About this task >> The answer is every line in the data below that contains the word "green".

━━━━━━━━━━━━━━━━

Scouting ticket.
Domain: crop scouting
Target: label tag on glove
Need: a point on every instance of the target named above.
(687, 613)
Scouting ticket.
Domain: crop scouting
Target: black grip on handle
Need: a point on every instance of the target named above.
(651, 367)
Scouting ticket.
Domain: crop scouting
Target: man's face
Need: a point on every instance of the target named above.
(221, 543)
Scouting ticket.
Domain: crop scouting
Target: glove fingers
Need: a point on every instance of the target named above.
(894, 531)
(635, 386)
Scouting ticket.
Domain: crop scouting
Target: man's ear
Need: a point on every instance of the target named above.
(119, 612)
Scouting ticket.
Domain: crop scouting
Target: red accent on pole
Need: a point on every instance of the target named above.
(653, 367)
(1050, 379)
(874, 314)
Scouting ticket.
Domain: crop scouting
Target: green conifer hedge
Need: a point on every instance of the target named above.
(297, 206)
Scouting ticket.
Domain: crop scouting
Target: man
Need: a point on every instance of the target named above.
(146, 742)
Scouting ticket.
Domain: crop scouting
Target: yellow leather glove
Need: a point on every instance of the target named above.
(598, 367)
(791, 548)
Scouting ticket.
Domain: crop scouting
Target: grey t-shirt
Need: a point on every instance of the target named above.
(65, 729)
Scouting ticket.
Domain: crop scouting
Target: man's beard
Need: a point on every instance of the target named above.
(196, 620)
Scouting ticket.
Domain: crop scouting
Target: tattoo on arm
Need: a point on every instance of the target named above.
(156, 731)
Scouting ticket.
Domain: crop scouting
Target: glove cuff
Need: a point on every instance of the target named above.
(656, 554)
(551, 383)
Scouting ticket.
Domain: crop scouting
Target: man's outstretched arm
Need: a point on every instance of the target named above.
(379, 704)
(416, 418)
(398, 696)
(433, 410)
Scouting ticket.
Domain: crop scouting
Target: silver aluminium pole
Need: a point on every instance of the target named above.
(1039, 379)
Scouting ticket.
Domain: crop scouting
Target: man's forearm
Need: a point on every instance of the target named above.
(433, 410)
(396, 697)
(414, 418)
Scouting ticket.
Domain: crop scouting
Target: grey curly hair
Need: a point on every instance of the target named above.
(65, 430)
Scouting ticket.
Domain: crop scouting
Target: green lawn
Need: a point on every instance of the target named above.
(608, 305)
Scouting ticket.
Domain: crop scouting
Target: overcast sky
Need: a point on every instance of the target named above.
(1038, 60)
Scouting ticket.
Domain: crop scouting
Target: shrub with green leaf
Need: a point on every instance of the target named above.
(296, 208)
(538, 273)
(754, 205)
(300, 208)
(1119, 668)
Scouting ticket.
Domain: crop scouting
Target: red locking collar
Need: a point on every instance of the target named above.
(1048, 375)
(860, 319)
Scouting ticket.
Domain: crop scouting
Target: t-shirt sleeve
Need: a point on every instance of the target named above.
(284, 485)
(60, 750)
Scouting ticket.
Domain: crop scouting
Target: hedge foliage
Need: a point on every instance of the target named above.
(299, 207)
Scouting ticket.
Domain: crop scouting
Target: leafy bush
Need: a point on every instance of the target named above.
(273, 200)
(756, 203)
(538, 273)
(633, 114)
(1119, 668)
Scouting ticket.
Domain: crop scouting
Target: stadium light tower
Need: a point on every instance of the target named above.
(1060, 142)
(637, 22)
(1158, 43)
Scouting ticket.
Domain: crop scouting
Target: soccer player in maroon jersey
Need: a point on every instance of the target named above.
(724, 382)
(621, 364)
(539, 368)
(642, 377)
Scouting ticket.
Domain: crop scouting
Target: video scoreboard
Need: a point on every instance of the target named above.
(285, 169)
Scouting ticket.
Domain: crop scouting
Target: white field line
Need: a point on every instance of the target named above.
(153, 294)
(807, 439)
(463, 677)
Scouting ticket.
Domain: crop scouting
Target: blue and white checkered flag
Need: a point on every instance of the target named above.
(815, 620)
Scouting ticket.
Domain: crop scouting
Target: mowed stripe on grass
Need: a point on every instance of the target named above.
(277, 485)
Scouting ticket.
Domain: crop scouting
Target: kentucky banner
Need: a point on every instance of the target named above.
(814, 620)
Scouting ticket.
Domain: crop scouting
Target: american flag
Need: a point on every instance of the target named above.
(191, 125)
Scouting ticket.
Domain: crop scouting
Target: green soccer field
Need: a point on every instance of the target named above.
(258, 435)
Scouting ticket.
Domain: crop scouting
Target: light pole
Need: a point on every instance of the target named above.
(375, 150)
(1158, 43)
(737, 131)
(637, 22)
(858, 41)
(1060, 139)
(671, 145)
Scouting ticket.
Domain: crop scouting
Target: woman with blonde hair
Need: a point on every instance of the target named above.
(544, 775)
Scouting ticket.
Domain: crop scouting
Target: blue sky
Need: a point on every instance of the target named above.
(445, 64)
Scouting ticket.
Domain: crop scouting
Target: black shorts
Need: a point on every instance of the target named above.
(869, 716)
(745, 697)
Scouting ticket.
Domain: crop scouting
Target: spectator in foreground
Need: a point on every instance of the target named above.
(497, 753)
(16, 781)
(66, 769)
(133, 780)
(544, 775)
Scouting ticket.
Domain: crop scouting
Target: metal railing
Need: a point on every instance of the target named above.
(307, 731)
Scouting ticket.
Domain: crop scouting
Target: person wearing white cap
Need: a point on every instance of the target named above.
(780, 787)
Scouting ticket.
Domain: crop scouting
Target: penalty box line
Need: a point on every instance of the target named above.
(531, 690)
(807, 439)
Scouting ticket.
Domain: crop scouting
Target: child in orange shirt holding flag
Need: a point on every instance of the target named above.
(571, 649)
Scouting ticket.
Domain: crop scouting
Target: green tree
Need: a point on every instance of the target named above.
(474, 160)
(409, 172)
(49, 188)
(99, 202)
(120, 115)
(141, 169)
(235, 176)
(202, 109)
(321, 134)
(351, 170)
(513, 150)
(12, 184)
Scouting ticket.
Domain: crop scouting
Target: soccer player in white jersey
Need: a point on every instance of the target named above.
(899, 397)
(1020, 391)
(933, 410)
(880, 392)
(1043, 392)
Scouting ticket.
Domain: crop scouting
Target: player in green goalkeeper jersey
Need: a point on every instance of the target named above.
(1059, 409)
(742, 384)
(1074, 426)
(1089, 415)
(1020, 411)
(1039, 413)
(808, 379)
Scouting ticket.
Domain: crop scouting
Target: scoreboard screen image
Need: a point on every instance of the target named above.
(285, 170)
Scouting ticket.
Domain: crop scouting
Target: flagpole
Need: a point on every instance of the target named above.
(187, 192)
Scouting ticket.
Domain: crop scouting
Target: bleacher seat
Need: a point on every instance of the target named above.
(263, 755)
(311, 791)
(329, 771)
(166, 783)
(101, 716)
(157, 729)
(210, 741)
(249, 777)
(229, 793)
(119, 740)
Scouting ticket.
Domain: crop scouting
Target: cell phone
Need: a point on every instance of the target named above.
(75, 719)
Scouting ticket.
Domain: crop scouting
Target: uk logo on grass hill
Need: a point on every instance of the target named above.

━━━━━━━━━━━━━━━━

Task answer >>
Target: green conifer hedge
Target: green lawn
Target: shrub with green leaf
Target: green soccer field
Target: green tree
Target: player in green goalkeeper jersey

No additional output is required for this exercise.